### Given request
Rewrite the data below with each "instance" swapped for "occurrence", keeping every other part of every line the same.

"""

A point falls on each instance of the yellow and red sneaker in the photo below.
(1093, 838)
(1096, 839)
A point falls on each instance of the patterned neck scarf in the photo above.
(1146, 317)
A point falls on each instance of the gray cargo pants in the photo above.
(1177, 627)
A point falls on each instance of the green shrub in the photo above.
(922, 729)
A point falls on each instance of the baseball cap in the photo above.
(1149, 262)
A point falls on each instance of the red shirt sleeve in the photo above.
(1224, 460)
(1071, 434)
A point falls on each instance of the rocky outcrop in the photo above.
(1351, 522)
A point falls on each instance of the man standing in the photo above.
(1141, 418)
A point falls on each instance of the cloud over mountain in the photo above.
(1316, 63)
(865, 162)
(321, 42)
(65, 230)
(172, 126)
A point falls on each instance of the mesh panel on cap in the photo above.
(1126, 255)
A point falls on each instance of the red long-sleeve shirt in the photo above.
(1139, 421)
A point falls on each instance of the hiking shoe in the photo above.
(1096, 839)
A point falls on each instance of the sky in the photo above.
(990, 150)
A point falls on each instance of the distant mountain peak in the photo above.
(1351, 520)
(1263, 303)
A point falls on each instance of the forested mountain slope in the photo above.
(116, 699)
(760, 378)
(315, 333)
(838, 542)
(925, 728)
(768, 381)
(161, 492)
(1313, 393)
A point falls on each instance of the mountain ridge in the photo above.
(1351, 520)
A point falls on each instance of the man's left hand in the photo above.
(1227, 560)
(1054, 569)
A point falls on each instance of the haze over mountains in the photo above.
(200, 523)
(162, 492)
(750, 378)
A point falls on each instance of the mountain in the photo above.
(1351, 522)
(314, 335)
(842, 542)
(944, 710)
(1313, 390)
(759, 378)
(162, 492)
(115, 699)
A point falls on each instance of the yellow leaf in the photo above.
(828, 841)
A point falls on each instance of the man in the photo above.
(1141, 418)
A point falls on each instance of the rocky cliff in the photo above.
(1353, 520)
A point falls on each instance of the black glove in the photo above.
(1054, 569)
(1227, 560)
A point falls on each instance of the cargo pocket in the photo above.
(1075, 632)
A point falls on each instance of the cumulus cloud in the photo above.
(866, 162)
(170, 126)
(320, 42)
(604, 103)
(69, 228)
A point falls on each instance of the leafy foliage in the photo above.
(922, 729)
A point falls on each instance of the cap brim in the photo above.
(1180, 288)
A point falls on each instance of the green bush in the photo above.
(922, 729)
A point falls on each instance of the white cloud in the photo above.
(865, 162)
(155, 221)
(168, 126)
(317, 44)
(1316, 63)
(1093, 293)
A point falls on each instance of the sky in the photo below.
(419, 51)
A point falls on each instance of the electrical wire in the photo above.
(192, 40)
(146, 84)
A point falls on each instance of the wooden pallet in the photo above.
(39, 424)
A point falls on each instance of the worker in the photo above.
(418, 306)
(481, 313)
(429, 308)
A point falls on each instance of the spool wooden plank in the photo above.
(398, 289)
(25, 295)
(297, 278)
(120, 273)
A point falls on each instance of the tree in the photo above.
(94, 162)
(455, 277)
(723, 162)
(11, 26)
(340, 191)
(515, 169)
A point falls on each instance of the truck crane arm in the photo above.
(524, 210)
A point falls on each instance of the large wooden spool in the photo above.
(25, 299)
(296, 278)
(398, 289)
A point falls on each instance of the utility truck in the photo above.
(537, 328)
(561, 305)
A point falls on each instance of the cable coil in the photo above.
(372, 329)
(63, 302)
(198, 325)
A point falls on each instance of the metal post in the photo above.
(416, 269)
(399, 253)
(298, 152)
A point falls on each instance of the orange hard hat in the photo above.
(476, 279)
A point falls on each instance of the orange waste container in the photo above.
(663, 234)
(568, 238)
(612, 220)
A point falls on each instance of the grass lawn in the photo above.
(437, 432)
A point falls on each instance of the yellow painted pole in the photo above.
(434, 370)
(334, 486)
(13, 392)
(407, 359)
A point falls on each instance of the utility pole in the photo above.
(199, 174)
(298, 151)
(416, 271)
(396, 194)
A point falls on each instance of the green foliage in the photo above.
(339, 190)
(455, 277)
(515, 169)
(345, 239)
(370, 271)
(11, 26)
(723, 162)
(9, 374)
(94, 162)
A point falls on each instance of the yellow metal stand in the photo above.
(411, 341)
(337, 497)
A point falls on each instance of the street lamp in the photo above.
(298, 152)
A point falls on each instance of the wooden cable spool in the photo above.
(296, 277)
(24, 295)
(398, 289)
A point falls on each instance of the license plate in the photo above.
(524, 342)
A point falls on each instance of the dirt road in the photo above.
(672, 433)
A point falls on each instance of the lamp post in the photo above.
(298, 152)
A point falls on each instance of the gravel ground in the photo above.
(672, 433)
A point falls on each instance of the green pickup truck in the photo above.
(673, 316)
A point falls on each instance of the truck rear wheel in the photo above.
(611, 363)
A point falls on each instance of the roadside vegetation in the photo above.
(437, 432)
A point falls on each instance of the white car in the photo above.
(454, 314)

"""

### Answer to the exercise
A point falls on each occurrence of the yellow and red sneaker in the photo below.
(1093, 838)
(1096, 839)
A point falls on each occurrence of the patterned neck scarf in the photo above.
(1146, 317)
A point falls on each occurrence of the gray cargo pants in the photo above.
(1177, 627)
A point falls on each occurrence of the green shrub in the photo above.
(922, 729)
A point falls on each occurrence of the baseball cap in the photo above.
(1149, 262)
A point falls on each occurrence of the red shirt sleeve in the photo above.
(1224, 460)
(1071, 434)
A point falls on each occurrence of the rocky outcrop in the photo above.
(1351, 522)
A point falls on each occurrence of the man standing in the photo above.
(1141, 418)
A point falls on each occurrence of the cloud over mountain in the photo above.
(1316, 63)
(865, 162)
(321, 42)
(65, 230)
(172, 126)
A point falls on each occurrence of the mesh panel on cap in the photo above.
(1126, 255)
A point falls on each occurrence of the red long-sleeve shirt in the photo above.
(1139, 421)
A point falls on each occurrence of the hiking shoe in the photo above.
(1096, 839)
A point falls on each occurrence of the sky in the photo above.
(990, 150)
A point falls on each occurrence of the distant mountain peak in the photo above.
(1351, 520)
(1263, 303)
A point falls on each occurrence of the forested mountain slope in the photo above.
(116, 699)
(760, 378)
(315, 333)
(838, 542)
(925, 728)
(768, 381)
(161, 492)
(1313, 393)
A point falls on each occurrence of the mountain ridge in the photo above.
(1351, 520)
A point falls on each occurrence of the man's left hand in the photo above.
(1227, 560)
(1054, 569)
A point falls on each occurrence of the haze over mountains in the photo above.
(200, 523)
(162, 492)
(750, 378)
A point falls on each occurrence of the mountain in the photo above.
(1351, 522)
(314, 335)
(842, 542)
(944, 710)
(1313, 390)
(759, 378)
(162, 492)
(115, 699)
A point falls on each occurrence of the yellow leaf in the photo above.
(828, 841)
A point falls on each occurrence of the man in the photo above.
(1141, 418)
A point falls on each occurrence of the rocky cliff in the photo above.
(1353, 520)
A point falls on each occurrence of the black glove in the photo above.
(1054, 569)
(1227, 560)
A point falls on each occurrence of the cargo pocket in the photo above.
(1075, 632)
A point falls on each occurrence of the cumulus cloud in the photo above.
(866, 162)
(170, 126)
(320, 42)
(604, 103)
(69, 228)
A point falls on each occurrence of the leafy foliage in the photo above.
(922, 729)
A point falls on each occurrence of the cap brim in the photo above.
(1180, 288)
A point falls on each occurrence of the green bush in the photo above.
(922, 729)
A point falls on each occurrence of the white cloud in the photo above.
(865, 162)
(155, 221)
(168, 126)
(317, 44)
(1316, 63)
(1093, 293)
A point falls on each occurrence of the sky in the photo below.
(419, 51)
A point falls on each occurrence of the electrical wire in the photo above.
(192, 40)
(146, 84)
A point falls on each occurrence of the wooden pallet in the photo above.
(39, 424)
A point falls on each occurrence of the worker in the photo above.
(418, 306)
(481, 313)
(429, 308)
A point falls on each occurrence of the spool wooden plank in the photo above.
(398, 289)
(25, 295)
(297, 278)
(120, 273)
A point falls on each occurrence of the tree in the photo above.
(94, 162)
(455, 277)
(723, 162)
(11, 26)
(340, 191)
(515, 169)
A point falls on each occurrence of the truck crane arm in the photo above.
(524, 210)
A point falls on each occurrence of the large wooden spool in the photo above.
(25, 299)
(296, 278)
(398, 289)
A point falls on each occurrence of the utility truck in the photo above.
(537, 328)
(561, 305)
A point falls on each occurrence of the cable coil in the photo above.
(372, 329)
(63, 302)
(198, 325)
A point falls on each occurrence of the metal post in the photo above.
(416, 269)
(399, 253)
(298, 152)
A point falls on each occurrence of the orange hard hat in the photo above.
(476, 279)
A point falls on each occurrence of the orange waste container in the photo above.
(663, 234)
(568, 238)
(612, 220)
A point falls on each occurrence of the grass lawn in the photo above.
(437, 432)
A point falls on each occurrence of the yellow painted pole in the photo above.
(434, 370)
(334, 486)
(13, 392)
(407, 359)
A point falls on each occurrence of the utility pole in the photo above.
(199, 174)
(298, 151)
(416, 271)
(396, 194)
A point falls on each occurrence of the green foliage in the photo above.
(339, 190)
(455, 277)
(515, 169)
(345, 239)
(370, 271)
(11, 26)
(723, 162)
(9, 374)
(94, 162)
A point falls on each occurrence of the yellow metal stand in the photo above.
(411, 341)
(337, 497)
A point falls on each occurrence of the street lamp in the photo above.
(298, 152)
A point falls on each occurrence of the wooden cable spool in the photo above.
(296, 277)
(24, 295)
(398, 289)
A point falls on each occurrence of the license plate in the photo above.
(524, 342)
A point falls on each occurrence of the dirt road in the photo above.
(672, 433)
A point falls on each occurrence of the lamp post in the photo above.
(298, 152)
A point falls on each occurrence of the gravel ground in the photo above.
(672, 433)
A point falls on each occurrence of the green pickup truck in the photo above.
(673, 316)
A point falls on each occurrence of the truck rear wheel in the photo above.
(611, 363)
A point falls on each occurrence of the roadside vegetation in the photo above.
(437, 432)
A point falls on each occurrence of the white car in the photo above.
(454, 314)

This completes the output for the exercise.